──────── TEXTE SOURCE ────────

Chronique


Par JOSE M. LABAKI  

 

LE RÔLE DE L’UNION EUROPÉENNE DANS LE PROCESSUS DE PAIX ET L’ASSISTANCE AU PROCHE-ORIENT

La visite du président Hafez Assad à Paris, a suscité nombre de réactions positives et plusieurs interrogations sur le rôle de la Syrie au Liban et dans la région, sur le rôle de l’Europe et de la France, en particulier au Liban et au Proche-Orient.
Que la France s’intéresse au Liban, ça n’a rien d’étonnant. En effet, plus que tout autre pays européen, elle a toujours été concernée dans tout ce qui relève de la souveraineté, la sécurité et la prospérité de notre pays.

──────── DONNÉES FOURNIES ────────

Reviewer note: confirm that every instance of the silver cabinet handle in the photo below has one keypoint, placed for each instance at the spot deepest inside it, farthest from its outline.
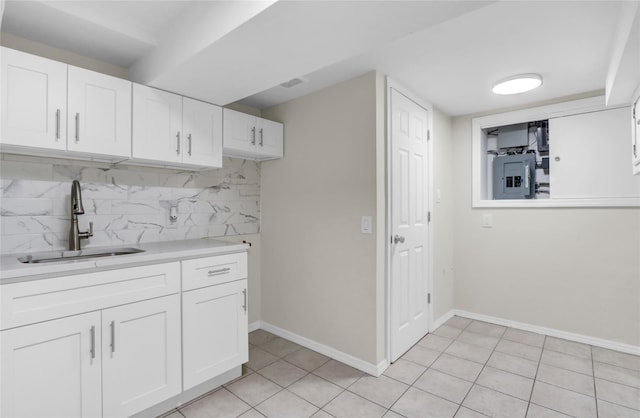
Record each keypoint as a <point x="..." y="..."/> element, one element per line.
<point x="57" y="124"/>
<point x="219" y="271"/>
<point x="77" y="127"/>
<point x="113" y="336"/>
<point x="93" y="342"/>
<point x="244" y="292"/>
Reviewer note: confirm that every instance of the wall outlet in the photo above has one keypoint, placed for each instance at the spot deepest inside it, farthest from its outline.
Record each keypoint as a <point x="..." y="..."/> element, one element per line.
<point x="173" y="217"/>
<point x="366" y="225"/>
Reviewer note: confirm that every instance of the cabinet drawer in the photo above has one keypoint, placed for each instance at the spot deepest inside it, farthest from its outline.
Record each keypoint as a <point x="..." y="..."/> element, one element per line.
<point x="42" y="300"/>
<point x="209" y="271"/>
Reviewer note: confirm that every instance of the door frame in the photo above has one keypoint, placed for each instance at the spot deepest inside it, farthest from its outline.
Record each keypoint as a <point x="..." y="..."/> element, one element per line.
<point x="391" y="84"/>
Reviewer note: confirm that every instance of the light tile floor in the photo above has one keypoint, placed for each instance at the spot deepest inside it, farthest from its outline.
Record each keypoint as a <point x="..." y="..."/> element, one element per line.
<point x="464" y="369"/>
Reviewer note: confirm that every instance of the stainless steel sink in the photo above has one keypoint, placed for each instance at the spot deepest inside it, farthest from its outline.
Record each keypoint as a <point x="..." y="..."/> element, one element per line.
<point x="51" y="256"/>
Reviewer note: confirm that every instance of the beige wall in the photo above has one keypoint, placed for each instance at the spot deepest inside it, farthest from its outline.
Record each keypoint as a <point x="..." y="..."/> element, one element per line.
<point x="575" y="270"/>
<point x="443" y="243"/>
<point x="319" y="277"/>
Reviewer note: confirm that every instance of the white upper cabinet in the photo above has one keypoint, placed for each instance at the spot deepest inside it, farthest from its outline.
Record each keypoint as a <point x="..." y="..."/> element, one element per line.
<point x="250" y="137"/>
<point x="175" y="131"/>
<point x="34" y="101"/>
<point x="51" y="108"/>
<point x="99" y="109"/>
<point x="157" y="125"/>
<point x="202" y="130"/>
<point x="269" y="139"/>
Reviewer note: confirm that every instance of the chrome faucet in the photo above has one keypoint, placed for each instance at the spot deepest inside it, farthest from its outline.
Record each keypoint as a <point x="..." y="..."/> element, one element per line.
<point x="77" y="209"/>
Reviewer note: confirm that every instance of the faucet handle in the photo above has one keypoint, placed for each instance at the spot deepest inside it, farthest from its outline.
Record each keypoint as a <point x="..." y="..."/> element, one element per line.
<point x="86" y="234"/>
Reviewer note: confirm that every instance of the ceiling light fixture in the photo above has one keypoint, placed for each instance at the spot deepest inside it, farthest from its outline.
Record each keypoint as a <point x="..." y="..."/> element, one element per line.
<point x="517" y="84"/>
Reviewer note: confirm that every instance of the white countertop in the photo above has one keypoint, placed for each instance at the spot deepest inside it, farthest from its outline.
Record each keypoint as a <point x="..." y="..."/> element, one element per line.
<point x="12" y="270"/>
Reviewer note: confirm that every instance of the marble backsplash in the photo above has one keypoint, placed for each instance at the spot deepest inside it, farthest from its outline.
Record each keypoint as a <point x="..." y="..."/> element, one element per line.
<point x="127" y="204"/>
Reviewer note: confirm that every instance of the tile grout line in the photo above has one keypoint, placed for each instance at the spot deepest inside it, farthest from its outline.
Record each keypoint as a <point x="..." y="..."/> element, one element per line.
<point x="595" y="387"/>
<point x="535" y="376"/>
<point x="481" y="370"/>
<point x="426" y="369"/>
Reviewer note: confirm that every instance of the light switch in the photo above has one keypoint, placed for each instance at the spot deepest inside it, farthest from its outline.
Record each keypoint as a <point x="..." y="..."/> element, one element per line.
<point x="487" y="220"/>
<point x="366" y="225"/>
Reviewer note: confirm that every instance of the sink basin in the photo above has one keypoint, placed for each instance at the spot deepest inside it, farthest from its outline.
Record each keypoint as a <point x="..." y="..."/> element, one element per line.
<point x="51" y="256"/>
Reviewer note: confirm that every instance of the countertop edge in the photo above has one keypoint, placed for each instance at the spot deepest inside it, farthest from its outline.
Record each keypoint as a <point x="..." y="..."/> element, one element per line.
<point x="155" y="253"/>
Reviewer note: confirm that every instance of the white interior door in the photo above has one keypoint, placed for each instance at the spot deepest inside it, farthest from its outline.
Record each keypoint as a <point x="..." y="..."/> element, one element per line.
<point x="409" y="319"/>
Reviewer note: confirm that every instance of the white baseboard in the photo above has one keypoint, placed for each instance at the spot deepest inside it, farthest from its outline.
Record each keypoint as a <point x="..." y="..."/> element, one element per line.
<point x="585" y="339"/>
<point x="365" y="366"/>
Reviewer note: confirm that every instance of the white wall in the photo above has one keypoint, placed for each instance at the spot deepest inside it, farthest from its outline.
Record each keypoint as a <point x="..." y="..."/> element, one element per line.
<point x="575" y="270"/>
<point x="443" y="219"/>
<point x="319" y="277"/>
<point x="21" y="44"/>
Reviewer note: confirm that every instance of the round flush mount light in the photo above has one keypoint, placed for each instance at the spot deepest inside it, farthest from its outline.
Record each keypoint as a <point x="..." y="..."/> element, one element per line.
<point x="517" y="84"/>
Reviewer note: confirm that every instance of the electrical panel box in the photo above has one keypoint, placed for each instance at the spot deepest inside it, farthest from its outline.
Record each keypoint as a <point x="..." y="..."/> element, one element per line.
<point x="542" y="135"/>
<point x="513" y="136"/>
<point x="514" y="176"/>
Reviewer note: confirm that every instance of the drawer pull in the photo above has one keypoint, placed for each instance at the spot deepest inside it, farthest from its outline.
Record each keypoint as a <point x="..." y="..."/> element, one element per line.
<point x="93" y="343"/>
<point x="219" y="271"/>
<point x="113" y="337"/>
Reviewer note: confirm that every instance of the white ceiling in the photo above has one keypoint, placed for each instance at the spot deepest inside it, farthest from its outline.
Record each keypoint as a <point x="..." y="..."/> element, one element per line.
<point x="447" y="52"/>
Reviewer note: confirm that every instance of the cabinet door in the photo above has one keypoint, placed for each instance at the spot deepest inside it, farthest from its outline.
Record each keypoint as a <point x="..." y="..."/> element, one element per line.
<point x="99" y="110"/>
<point x="239" y="132"/>
<point x="34" y="101"/>
<point x="215" y="331"/>
<point x="269" y="142"/>
<point x="52" y="369"/>
<point x="589" y="156"/>
<point x="202" y="128"/>
<point x="157" y="125"/>
<point x="141" y="355"/>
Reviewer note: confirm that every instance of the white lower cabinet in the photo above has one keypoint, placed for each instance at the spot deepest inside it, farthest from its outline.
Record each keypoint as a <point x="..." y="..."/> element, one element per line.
<point x="115" y="343"/>
<point x="52" y="369"/>
<point x="140" y="355"/>
<point x="215" y="331"/>
<point x="112" y="363"/>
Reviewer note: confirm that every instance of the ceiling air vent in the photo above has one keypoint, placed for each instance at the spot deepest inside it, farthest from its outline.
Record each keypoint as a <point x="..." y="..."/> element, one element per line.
<point x="293" y="82"/>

────────

→ **CONSIGNES**:
1. Répondez brièvement à ces questions sur la chronique :
(a) Qui signe la chronique ?
(b) Quelle visite a suscité des réactions positives et des interrogations ?
(c) Dans quels domaines la France a-t-elle toujours été concernée au Liban ?
2. Poursuivez la chronique sur le rôle de l'Union européenne au Proche-Orient à partir de sa dernière phrase.
Le matériel fourni est sans rapport avec la chronique.

→ **CORRIGÉ**:
1.
(a) José M. Labaki.
(b) La visite du président Hafez Assad à Paris.
(c) La souveraineté, la sécurité et la prospérité du pays.

2.
Tous les présidents et gouvernements français, toutes tendances confondues, ont œuvré, à quelques différences près, dans cette direction, surtout durant les dix-sept ans de guerre, condamnant toute hégémonie d’où qu’elle vienne, particulièrement celle exercée sans vergogne, par Israël sur le tiers de son territoire. Quant à la politique européenne à l’égard du Liban, elle a connu des hauts et des bas. En dépit des multiples condamnations émanant du Conseil de Sécurité et des instances européennes, Israël maintient sa politique expansionniste dans les territoires qu’il occupe en Palestine, en Syrie et au Liban.
Entre-temps, Benjamin Netanyahu se veut de plus en plus intransigeant, arguant, entre autre, de l’incapacité des Etats-Unis à faire pression sur l’Autorité palestinienne, sur leurs alliés arabes et européens. Toutefois, n’est-il pas temps que l’Union européenne pèse de tout son poids et vienne à la rescousse d’une paix ébranlée et menacée de toutes parts?
Est-elle encore à la recherche de moyens qui obligeraient Benjamin Netanyahu à renoncer à sa politique expansionniste?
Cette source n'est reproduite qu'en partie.